Reproduce word for word the part of the hunger strike article starting at "POINTE-À-PITRE, Guadeloupe (LifeSiteNews)" and ending at "unvaccinated healthcare workers.".

PASSAGE SHOWN:
· · · ·

POINTE-À-PITRE, Guadeloupe (LifeSiteNews) — A French hospital worker has embarked on a 27-day hunger strike to protest the suspension of unvaccinated healthcare workers.
“I find this law to be inhumane because it almost pushed more than four hundred families of hospital workers and firefighters out on the street with no appeal possible,” said healthcare worker Denis Deloumeaux in a recent interview with French radio channel Sud Radio.
Deloumeaux, a worker at the hospital of Pointe-à-Pitre, on the French island of Guadeloupe, recently ended a 27-day hunger strike which he started on February 12 as a way to protest the suspension of healthcare workers who refused to get vaccinated against COVID-19.
Since July 2021, healthcare workers in France and French overseas territories have been protesting a law introduced by French President Emmanuel Macron that compels them to be vaccinated against COVID-19 or risk losing their livelihoods.
Deloumeaux was among these workers who got suspended for failure to get vaccinated and has been without pay since October 2021.

· · · ·

LISTED RECORDS:
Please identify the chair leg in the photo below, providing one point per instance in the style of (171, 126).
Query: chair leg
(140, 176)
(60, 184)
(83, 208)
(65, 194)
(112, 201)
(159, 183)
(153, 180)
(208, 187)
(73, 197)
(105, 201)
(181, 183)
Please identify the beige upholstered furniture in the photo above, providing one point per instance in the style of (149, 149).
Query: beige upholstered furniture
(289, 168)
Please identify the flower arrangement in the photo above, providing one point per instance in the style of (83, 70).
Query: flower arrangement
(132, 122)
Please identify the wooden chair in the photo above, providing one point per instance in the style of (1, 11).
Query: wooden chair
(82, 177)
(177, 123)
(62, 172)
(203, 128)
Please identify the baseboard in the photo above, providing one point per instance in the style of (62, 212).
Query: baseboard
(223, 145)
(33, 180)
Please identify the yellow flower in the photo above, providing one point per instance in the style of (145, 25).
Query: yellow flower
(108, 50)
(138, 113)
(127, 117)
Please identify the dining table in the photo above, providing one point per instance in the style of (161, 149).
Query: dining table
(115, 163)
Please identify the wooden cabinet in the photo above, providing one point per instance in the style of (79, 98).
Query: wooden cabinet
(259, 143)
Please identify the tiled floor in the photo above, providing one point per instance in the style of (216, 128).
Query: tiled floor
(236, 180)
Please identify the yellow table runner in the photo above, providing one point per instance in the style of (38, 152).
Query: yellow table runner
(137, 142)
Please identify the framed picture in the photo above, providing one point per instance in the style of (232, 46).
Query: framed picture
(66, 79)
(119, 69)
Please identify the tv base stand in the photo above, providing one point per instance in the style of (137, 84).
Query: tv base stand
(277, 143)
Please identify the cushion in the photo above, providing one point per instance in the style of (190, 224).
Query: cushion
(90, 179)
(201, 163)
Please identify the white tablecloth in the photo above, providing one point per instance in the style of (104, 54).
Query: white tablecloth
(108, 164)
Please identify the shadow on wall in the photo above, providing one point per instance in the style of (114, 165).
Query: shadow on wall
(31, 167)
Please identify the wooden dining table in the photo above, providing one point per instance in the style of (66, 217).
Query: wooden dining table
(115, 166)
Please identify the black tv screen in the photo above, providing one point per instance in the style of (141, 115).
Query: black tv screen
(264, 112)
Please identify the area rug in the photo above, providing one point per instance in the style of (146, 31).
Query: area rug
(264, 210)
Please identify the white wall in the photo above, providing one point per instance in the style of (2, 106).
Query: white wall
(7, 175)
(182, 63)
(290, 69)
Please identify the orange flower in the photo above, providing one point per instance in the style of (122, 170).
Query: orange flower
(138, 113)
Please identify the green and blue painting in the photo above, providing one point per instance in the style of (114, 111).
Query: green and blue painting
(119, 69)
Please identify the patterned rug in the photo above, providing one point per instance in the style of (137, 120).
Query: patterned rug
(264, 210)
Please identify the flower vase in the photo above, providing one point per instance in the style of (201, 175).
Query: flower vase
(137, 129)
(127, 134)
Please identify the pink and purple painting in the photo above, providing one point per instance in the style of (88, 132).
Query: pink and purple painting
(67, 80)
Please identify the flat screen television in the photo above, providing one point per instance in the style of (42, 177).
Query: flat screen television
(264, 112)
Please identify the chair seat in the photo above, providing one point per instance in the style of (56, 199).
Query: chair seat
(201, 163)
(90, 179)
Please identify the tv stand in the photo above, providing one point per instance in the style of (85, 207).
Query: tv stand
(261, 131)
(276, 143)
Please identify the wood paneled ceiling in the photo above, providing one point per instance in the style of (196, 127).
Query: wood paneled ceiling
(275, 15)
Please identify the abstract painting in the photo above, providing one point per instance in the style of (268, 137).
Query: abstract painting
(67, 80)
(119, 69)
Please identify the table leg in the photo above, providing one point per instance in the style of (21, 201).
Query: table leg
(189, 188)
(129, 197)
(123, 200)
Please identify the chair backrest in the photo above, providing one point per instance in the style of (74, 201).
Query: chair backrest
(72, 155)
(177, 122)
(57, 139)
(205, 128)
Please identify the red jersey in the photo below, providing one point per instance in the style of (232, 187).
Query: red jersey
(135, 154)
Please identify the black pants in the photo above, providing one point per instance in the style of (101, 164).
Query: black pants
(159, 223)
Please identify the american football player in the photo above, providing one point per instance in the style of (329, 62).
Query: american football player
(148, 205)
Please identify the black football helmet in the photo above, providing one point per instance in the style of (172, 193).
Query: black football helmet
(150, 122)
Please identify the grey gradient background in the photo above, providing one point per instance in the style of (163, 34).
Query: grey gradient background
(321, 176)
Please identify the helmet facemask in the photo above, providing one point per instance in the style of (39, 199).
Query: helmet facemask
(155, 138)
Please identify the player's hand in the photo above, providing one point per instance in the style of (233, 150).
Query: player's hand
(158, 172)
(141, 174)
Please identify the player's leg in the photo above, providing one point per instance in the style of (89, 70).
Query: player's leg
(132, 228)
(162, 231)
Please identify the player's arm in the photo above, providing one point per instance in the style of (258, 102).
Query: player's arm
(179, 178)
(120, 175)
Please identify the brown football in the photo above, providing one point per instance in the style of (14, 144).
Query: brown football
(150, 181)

· · · ·

RESPONSE TO THE EXERCISE:
POINTE-À-PITRE, Guadeloupe (LifeSiteNews) — A French hospital worker has embarked on a 27-day hunger strike to protest the suspension of unvaccinated healthcare workers.